Ali Bagheri Kani, Iran's lead nuclear negotiator, confirmed Mr Borrell had put forward a new proposal, adding on Twitter: "We, too, have our own ideas, both in substance & form, to conclude the negotiations which would be shared."

Iran's top nuclear negotiator Ali Bagheri Kani listens to Russian Foreign Minister Sergey Lavrov during a meeting in Tehran on June 23. AP

US State Department spokesman Ned Price told reporters that Washington was reviewing the "draft understanding" Mr Borrell had shared with Iran and other parties regarding the 2015 deal and would respond directly to the EU.

Mr Borrell did not provide details about his proposal, but he suggested — as many western officials have before — that time was running out to restore the deal under which Iran limited its nuclear programme in return for relief from economic sanctions.

"It is now time for swift political decisions to conclude the Vienna negotiations on the basis of my proposed text and to immediately return to a fully implemented JCPOA," he wrote. "If the deal is rejected, we risk a dangerous nuclear crisis, set against the prospect of increased isolation for Iran and its people."

Under the nuclear pact, Tehran limited its uranium enrichment programme, a potential pathway to nuclear weapons, although Iran says it seeks only civilian atomic energy, in exchange for relief from economic sanctions.

In 2018, then-US president Donald Trump abandoned the deal, calling it too soft on Iran, and re-imposed harsh US sanctions, spurring Tehran to begin breaching the nuclear limits in the pact about a year later.

Dataset extract:
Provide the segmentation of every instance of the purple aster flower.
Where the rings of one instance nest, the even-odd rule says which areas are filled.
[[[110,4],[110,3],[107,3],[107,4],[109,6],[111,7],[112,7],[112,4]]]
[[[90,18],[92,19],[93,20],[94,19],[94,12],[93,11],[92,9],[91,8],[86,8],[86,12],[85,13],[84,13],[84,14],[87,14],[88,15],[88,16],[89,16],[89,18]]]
---
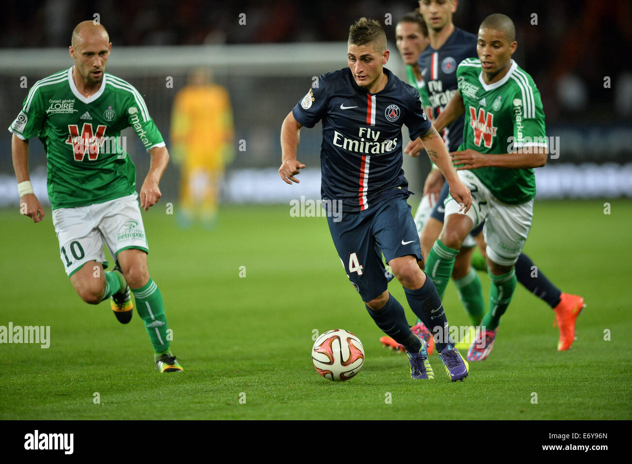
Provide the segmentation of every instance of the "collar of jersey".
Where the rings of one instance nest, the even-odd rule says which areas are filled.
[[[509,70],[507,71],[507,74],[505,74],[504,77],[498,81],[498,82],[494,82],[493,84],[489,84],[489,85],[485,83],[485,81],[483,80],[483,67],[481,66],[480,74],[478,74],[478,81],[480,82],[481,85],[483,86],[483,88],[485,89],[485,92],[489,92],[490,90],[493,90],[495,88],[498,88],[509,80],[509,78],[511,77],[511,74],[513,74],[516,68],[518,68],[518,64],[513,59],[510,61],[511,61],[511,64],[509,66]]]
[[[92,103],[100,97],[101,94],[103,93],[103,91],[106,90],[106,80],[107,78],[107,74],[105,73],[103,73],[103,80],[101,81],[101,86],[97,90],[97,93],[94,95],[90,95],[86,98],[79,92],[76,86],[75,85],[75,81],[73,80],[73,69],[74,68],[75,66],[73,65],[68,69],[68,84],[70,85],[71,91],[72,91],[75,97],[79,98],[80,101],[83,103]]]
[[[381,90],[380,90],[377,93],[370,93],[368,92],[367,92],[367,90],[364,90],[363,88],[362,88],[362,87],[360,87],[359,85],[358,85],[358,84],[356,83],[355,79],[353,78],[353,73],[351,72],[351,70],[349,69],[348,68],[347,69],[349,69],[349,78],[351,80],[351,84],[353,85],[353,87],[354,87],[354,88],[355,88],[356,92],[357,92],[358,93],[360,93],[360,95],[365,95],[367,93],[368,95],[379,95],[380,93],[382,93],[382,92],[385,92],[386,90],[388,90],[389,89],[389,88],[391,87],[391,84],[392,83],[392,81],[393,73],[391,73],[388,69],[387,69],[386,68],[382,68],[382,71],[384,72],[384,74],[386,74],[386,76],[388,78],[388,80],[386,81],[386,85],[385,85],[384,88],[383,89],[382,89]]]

Activity 1:
Translate this sentence from the news excerpt on the Iran nuclear talks into German: "Under the nuclear pact, Tehran limited its uranium enrichment programme, a potential pathway to nuclear weapons, although Iran says it seeks only civilian atomic energy, in exchange for relief from economic sanctions."
Activity 2:
Reproduce word for word the stretch of the news excerpt on the Iran nuclear talks from "Ali Bagheri Kani, Iran's" through "directly to the EU.".

Exercise solution 1:
Im Rahmen des Atomabkommens beschränkte Teheran sein Programm zur Urananreicherung – einen möglichen Weg zu Atomwaffen, obwohl der Iran erklärt, nur zivile Atomenergie anzustreben – im Gegenzug für eine Lockerung der Wirtschaftssanktionen.

Exercise solution 2:
Ali Bagheri Kani, Iran's lead nuclear negotiator, confirmed Mr Borrell had put forward a new proposal, adding on Twitter: "We, too, have our own ideas, both in substance & form, to conclude the negotiations which would be shared."

Iran's top nuclear negotiator Ali Bagheri Kani listens to Russian Foreign Minister Sergey Lavrov during a meeting in Tehran on June 23. AP

US State Department spokesman Ned Price told reporters that Washington was reviewing the "draft understanding" Mr Borrell had shared with Iran and other parties regarding the 2015 deal and would respond directly to the EU.